● Problem to work on
Only the lines below from the one with "Target: building facade" through the one with "Target: distant skyscraper" are to be written out, exactly and without any images.

[Point-per-instance localization data]
Content starts
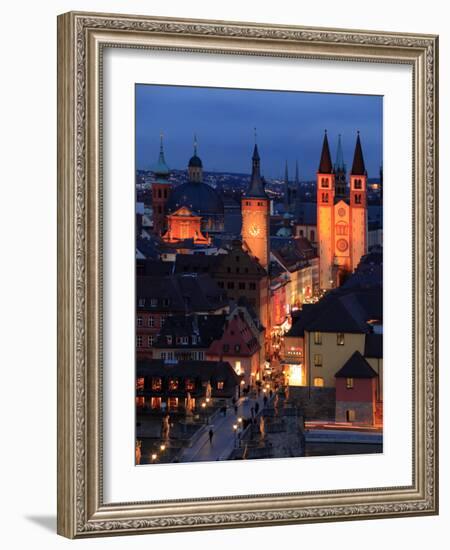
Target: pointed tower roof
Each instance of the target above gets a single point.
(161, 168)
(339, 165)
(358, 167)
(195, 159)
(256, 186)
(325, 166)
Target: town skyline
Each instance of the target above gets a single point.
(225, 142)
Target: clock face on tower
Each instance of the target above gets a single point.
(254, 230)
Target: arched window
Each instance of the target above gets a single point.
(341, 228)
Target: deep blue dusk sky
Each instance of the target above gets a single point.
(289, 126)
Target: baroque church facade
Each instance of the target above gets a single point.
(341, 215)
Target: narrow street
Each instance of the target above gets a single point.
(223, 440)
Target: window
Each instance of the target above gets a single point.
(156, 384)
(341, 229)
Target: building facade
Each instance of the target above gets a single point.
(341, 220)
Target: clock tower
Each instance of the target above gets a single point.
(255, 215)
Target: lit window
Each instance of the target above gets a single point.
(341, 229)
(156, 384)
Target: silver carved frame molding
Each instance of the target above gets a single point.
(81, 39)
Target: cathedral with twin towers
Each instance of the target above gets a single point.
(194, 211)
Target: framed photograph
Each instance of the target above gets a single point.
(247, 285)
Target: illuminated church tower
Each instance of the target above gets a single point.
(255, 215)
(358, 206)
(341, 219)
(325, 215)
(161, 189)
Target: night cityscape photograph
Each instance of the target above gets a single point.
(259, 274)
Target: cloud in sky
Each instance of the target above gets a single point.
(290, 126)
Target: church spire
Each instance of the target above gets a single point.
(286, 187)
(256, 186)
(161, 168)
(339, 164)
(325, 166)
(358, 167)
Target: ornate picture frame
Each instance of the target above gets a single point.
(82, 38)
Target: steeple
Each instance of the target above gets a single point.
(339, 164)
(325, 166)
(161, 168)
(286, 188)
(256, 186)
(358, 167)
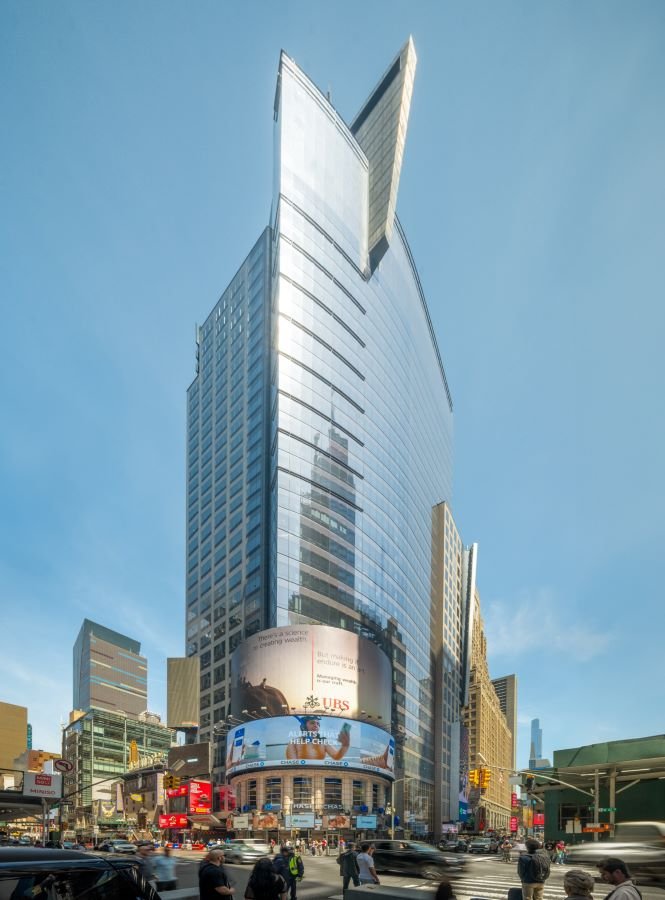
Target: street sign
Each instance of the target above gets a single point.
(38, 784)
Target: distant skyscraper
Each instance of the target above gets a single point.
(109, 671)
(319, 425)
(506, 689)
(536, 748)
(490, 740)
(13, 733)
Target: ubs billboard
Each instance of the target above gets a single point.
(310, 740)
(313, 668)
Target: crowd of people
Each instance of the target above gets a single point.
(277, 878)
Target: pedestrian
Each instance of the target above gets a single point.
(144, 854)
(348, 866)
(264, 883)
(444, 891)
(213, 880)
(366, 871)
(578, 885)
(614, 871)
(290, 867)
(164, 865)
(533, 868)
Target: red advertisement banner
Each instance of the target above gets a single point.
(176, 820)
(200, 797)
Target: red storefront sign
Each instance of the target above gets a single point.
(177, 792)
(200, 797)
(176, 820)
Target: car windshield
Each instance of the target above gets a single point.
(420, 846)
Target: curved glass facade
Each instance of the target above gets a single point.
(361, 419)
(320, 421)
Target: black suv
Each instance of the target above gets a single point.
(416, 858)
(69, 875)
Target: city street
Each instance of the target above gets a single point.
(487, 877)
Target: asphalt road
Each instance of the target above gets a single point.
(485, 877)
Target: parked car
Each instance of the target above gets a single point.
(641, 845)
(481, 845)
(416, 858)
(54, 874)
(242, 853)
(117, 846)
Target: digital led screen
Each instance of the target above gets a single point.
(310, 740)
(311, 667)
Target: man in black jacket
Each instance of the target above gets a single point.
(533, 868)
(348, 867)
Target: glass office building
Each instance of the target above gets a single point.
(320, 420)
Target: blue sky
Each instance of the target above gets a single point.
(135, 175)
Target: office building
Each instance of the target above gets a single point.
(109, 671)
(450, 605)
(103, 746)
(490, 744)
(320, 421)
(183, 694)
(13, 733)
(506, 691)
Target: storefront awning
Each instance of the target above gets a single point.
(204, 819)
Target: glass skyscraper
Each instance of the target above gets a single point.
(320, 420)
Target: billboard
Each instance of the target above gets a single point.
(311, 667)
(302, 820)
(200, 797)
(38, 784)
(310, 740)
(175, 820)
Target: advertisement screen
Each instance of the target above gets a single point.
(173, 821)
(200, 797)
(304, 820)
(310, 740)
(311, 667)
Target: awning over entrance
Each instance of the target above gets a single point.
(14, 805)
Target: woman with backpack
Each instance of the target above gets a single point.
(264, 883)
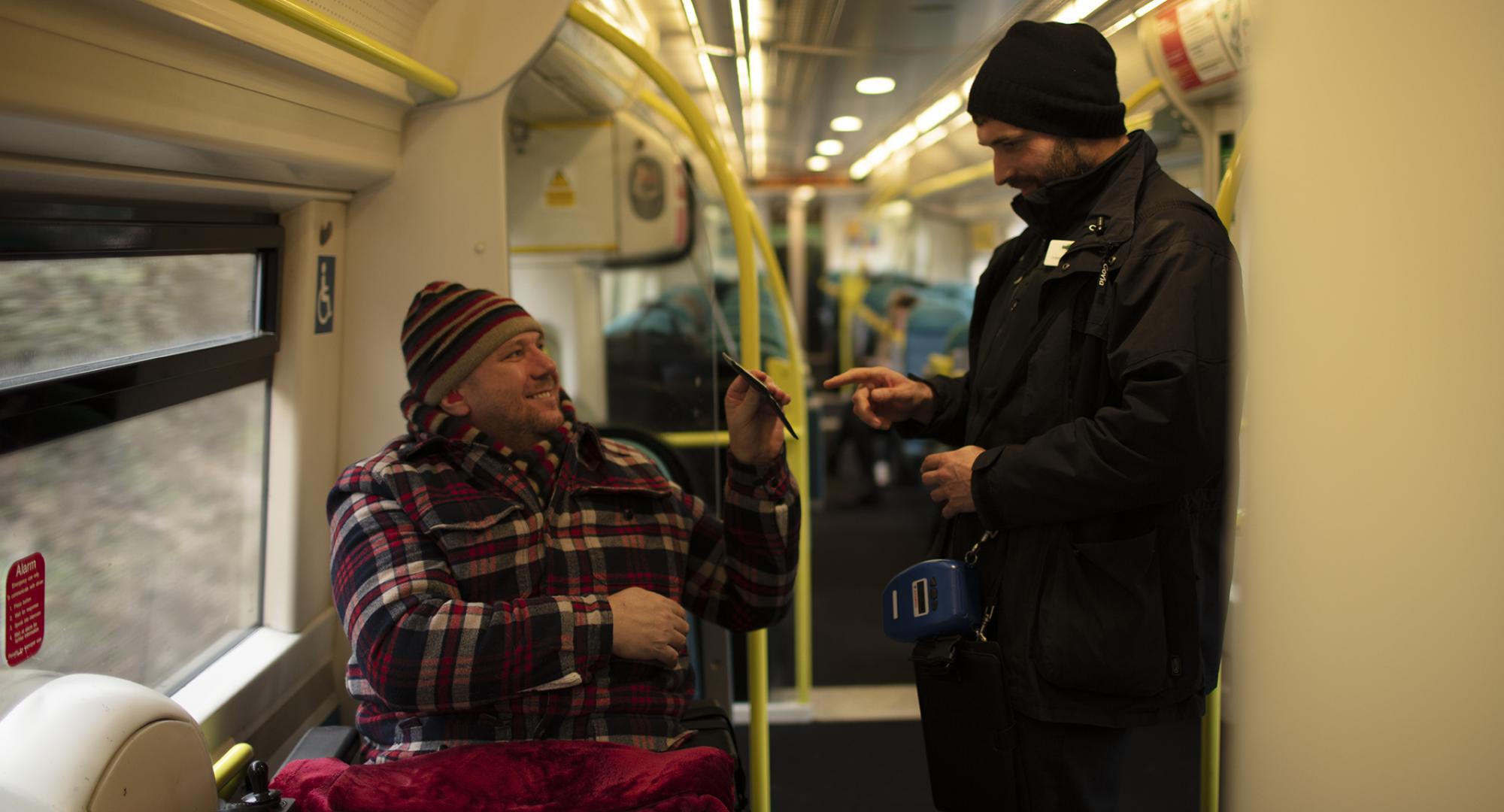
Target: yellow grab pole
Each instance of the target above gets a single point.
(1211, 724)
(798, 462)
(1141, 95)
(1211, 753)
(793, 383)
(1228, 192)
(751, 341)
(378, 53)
Content ends
Content starts
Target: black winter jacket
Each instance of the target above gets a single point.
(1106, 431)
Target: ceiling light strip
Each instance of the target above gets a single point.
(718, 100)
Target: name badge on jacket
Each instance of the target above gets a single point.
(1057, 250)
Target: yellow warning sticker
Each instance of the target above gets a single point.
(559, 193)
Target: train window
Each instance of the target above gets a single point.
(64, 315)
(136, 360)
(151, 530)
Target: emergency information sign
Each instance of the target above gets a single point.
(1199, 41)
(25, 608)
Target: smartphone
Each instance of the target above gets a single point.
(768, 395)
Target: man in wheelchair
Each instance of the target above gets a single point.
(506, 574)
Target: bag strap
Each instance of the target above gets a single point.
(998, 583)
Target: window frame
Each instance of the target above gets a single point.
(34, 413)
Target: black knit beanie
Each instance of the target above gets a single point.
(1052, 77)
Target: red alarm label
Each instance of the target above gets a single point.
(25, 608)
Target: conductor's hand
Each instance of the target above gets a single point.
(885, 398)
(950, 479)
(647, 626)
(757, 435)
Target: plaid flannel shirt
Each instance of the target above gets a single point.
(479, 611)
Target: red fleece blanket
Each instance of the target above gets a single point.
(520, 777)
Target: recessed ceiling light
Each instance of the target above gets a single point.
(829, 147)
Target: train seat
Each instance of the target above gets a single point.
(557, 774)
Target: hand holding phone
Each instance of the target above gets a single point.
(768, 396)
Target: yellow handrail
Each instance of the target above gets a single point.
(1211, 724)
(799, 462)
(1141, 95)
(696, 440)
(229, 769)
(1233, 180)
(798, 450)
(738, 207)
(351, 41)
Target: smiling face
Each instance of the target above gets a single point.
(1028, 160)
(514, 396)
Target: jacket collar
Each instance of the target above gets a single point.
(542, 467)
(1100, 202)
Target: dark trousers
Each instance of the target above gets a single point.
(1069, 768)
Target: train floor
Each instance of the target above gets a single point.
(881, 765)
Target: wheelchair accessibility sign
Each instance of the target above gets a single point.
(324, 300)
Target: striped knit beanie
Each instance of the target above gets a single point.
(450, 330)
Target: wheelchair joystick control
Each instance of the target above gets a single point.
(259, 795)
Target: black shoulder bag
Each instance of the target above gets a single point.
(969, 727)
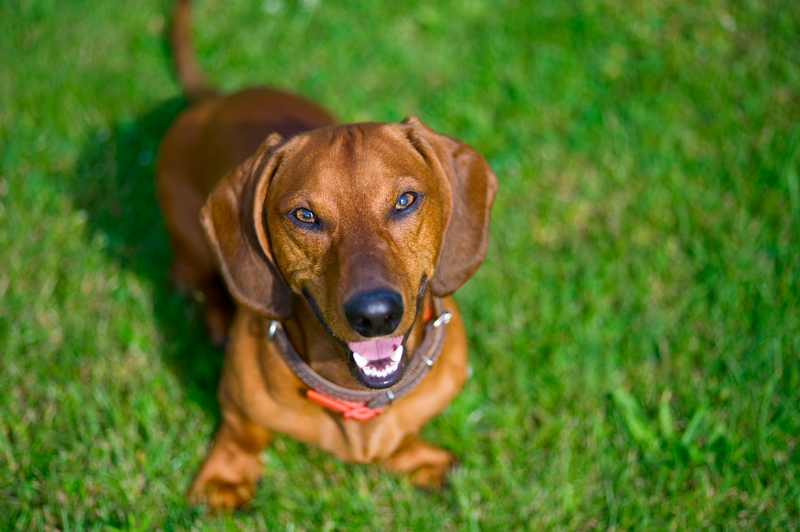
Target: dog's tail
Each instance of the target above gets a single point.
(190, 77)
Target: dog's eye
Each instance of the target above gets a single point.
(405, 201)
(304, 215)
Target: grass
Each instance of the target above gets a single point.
Content ends
● Your response
Target: building facade
Each instance of the target above gets a single point.
(341, 220)
Target: clock tower
Each instance of the target above gets a single point.
(255, 215)
Target: lit window
Each instance of the target above gets a single point.
(341, 229)
(156, 384)
Target: silver carved frame molding
Each instance of the target above gets a single point.
(81, 39)
Target: cathedral with twin towers
Each instance of the target above gets a single point.
(194, 211)
Target: framed photograph
Each instance of the target above gets a single point.
(247, 285)
Target: illuminated church tower
Each instance of the target above gets a single point.
(255, 215)
(358, 206)
(341, 219)
(325, 215)
(161, 189)
Target: night cityscape photograph
Each instance of the target above gets a single point.
(259, 274)
Target: cloud in sky
Each instance of the target above gets a single point.
(290, 126)
Target: church spire
Each instance of the target above gets a single point.
(286, 187)
(256, 186)
(161, 168)
(339, 164)
(325, 166)
(358, 167)
Target: ornate picture frame
Each instance of the target above gets a single point.
(82, 38)
Target: steeple
Each instance of the target above gets a single point.
(339, 164)
(325, 166)
(161, 168)
(286, 188)
(256, 186)
(358, 167)
Target: street sign
Each instance of the target above gets a single point.
(38, 784)
Target: distant skyscraper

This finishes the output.